**REQUIRED ACTION:**
The entries below need to be transcribed verbatim.

[Records from a data collection]
———

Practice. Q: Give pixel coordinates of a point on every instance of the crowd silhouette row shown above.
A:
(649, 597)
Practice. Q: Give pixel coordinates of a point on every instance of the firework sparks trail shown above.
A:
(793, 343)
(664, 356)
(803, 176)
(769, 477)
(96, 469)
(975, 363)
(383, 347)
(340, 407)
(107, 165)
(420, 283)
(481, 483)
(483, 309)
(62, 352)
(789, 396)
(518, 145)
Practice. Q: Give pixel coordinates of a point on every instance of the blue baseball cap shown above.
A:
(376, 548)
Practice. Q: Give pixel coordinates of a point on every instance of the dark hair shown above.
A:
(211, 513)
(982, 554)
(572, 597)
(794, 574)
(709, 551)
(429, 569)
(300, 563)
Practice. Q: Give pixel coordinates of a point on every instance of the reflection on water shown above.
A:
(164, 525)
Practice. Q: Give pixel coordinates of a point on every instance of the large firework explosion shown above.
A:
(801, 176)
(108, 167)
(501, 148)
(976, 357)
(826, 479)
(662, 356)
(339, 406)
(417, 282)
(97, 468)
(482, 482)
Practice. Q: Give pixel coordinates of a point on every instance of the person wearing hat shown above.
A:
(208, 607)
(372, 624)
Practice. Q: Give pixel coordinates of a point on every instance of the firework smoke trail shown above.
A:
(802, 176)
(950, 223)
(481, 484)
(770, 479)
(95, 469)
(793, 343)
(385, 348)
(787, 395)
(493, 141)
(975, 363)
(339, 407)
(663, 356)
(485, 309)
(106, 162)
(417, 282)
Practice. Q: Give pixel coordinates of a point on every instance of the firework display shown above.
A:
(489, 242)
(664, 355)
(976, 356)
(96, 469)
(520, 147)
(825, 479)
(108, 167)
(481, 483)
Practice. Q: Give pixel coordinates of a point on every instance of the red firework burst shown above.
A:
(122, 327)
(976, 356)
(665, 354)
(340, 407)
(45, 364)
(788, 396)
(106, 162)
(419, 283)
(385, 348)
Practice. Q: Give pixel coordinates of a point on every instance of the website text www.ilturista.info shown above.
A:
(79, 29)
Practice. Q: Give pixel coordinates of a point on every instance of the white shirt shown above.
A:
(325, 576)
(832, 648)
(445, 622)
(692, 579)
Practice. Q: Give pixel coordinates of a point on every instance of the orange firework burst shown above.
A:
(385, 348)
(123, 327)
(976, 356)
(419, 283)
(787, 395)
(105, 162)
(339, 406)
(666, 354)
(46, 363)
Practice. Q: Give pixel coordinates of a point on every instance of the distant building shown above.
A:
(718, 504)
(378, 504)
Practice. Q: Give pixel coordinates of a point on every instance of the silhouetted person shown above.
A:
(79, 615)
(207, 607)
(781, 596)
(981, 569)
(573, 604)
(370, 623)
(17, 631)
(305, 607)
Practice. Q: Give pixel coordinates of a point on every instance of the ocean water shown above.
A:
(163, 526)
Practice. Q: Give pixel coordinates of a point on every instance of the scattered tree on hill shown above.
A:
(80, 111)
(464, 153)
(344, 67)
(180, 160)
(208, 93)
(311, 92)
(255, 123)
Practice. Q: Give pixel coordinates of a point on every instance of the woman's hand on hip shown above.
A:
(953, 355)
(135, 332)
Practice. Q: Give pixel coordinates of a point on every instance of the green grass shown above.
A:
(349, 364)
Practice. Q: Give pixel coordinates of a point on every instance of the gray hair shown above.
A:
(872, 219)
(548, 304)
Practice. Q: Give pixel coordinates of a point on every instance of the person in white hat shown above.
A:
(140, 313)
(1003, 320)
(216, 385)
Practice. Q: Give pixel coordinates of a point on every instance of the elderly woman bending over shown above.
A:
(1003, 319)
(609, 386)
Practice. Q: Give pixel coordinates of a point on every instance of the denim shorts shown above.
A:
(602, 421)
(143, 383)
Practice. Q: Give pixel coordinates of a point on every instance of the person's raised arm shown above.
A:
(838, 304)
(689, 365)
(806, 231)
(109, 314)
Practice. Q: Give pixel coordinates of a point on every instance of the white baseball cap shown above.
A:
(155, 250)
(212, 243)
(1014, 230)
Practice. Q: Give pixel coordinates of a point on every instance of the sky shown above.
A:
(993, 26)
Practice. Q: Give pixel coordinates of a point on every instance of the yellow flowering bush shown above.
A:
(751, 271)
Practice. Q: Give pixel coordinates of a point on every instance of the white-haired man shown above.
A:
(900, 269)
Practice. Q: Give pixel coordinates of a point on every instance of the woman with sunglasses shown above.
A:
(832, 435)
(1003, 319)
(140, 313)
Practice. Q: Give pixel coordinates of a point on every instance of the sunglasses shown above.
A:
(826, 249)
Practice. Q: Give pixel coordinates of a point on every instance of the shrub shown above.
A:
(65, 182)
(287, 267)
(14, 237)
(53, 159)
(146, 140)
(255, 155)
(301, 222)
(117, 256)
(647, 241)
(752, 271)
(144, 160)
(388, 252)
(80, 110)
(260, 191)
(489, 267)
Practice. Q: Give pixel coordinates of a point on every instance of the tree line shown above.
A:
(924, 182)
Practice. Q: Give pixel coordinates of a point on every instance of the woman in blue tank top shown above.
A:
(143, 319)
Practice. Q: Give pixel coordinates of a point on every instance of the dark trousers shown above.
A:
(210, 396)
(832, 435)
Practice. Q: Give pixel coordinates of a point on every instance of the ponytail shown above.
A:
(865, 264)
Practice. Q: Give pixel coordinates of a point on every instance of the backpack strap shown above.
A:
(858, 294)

———

**SOLUTION:**
Practice. Q: Give pixel coordinates of a point on every instance of the crowd silhouette row shown above.
A:
(649, 597)
Practice. Q: Give pixel coordinates of a point on every instance of the firework sparks trail shown above.
A:
(793, 343)
(664, 356)
(803, 176)
(769, 477)
(96, 469)
(975, 363)
(383, 347)
(340, 407)
(107, 165)
(420, 283)
(481, 483)
(483, 309)
(62, 352)
(789, 396)
(518, 145)
Practice. Q: Give pixel coordinates of a point on every instance of the blue baseball cap shown above.
A:
(376, 548)
Practice. Q: Give pixel coordinates of a point on every instance of the dark hair shown above.
A:
(211, 513)
(982, 554)
(572, 597)
(794, 574)
(709, 551)
(429, 569)
(300, 563)
Practice. Q: Give pixel coordinates of a point on every instance of the reflection on water shown above.
A:
(164, 525)
Practice. Q: Give pixel coordinates of a point on every instance of the large firework explosion shown above.
A:
(801, 176)
(108, 167)
(501, 148)
(976, 357)
(826, 479)
(662, 356)
(339, 406)
(417, 282)
(97, 468)
(482, 482)
Practice. Q: Give pixel coordinates of a point on every instance of the person wearing hat shown above.
A:
(208, 607)
(372, 624)
Practice. Q: Give pixel coordinates of a point on every instance of the firework smoke trail shown above.
A:
(802, 176)
(950, 223)
(481, 484)
(770, 479)
(95, 469)
(793, 343)
(385, 348)
(787, 395)
(493, 141)
(975, 363)
(339, 407)
(663, 356)
(485, 309)
(106, 162)
(417, 282)
Practice. Q: Give pixel coordinates of a point on every instance of the firework display shown above.
A:
(489, 242)
(664, 355)
(976, 356)
(96, 469)
(520, 147)
(825, 479)
(108, 167)
(481, 483)
Practice. Q: Give pixel coordinates of a point on every instance of the red firework burst shown above.
A:
(122, 327)
(976, 356)
(665, 354)
(340, 407)
(45, 364)
(788, 396)
(106, 162)
(419, 283)
(385, 348)
Practice. Q: Give pixel coordinates of a point on every instance of the website text www.ilturista.info shown above.
A:
(79, 29)
Practice. Q: Give pixel coordinates of a point on every instance of the white shirt shown above.
A:
(325, 576)
(832, 648)
(445, 622)
(692, 579)
Practice. Q: Give pixel coordinates of a point on every instance of the orange firework burst shown above.
A:
(385, 348)
(123, 327)
(976, 356)
(419, 283)
(787, 395)
(105, 162)
(339, 406)
(666, 354)
(46, 363)
Practice. Q: Give pixel coordinates of a point on every instance of the distant building shown above.
A:
(718, 504)
(378, 504)
Practice. Q: Give pixel coordinates of a point on every instance of the silhouetted person shown above.
A:
(79, 615)
(207, 607)
(781, 596)
(981, 569)
(573, 604)
(370, 623)
(17, 631)
(305, 607)
Practice. Q: Give pixel coordinates of a point on every instance of the ocean water shown above.
A:
(163, 526)
Practice. Q: Give pixel coordinates of a point on every instance of the scattered tree on hill shown above.
A:
(80, 111)
(464, 153)
(344, 67)
(180, 160)
(208, 93)
(311, 92)
(255, 123)
Practice. Q: Give pixel coordinates of a point on every instance of the woman's hand on hip shown above.
A:
(953, 355)
(135, 332)
Practice. Q: Give pixel coordinates of a point on every instance of the green grass shown above.
A:
(349, 364)
Practice. Q: Give pixel coordinates of a point on every instance of the gray hair shown above.
A:
(872, 219)
(548, 304)
Practice. Q: Give pixel coordinates of a point on every instance of the person in white hat shown above.
A:
(140, 313)
(1003, 320)
(216, 385)
Practice. Q: Give pixel coordinates of a point on every instance of the elderly woman bending over shown above.
A:
(1003, 319)
(609, 386)
Practice. Q: Give pixel coordinates of a point on every instance of the denim shorts shown above.
A:
(602, 421)
(143, 383)
Practice. Q: Give pixel coordinates of a point on every instance of the person's raised arm shown above.
A:
(838, 304)
(689, 365)
(806, 231)
(109, 314)
Practice. Q: Give pixel coordinates of a point on every instance of the white baseball cap shown above.
A:
(155, 250)
(212, 243)
(1014, 230)
Practice. Q: Give pixel coordinates of a point on every instance of the sky shown above.
A:
(993, 26)
Practice. Q: Give pixel coordinates of a point on every instance of the yellow flowering bush shown above.
A:
(751, 271)
Practice. Q: Give pixel coordinates of a point on every instance of the white-haired man shown above.
A:
(900, 269)
Practice. Q: Give pixel coordinates of a point on every instance of the woman with sunglasses shown above.
A:
(832, 435)
(1003, 319)
(140, 313)
Practice. Q: Give pixel coordinates of a point on every instance of the sunglasses shown above.
A:
(826, 249)
Practice. Q: Give pixel coordinates of a point on every instance of the shrub shown above.
A:
(65, 182)
(287, 267)
(14, 237)
(53, 159)
(146, 140)
(255, 155)
(301, 222)
(117, 256)
(647, 241)
(752, 271)
(144, 160)
(388, 252)
(80, 110)
(260, 191)
(489, 267)
Practice. Q: Give pixel coordinates of a point on every instance of the tree line shown above.
A:
(924, 182)
Practice. Q: Give pixel coordinates of a point on every instance of the woman in blue tank top shown above.
A:
(143, 319)
Practice. Q: Give pixel coordinates of a point on every instance of the dark trousers shown above.
A:
(210, 396)
(832, 435)
Practice. Q: Give pixel coordinates of a point on every instance of the ponytail shown above.
A:
(865, 264)
Practice. Q: Give pixel coordinates of a point on every instance of the backpack strap shown above.
A:
(858, 294)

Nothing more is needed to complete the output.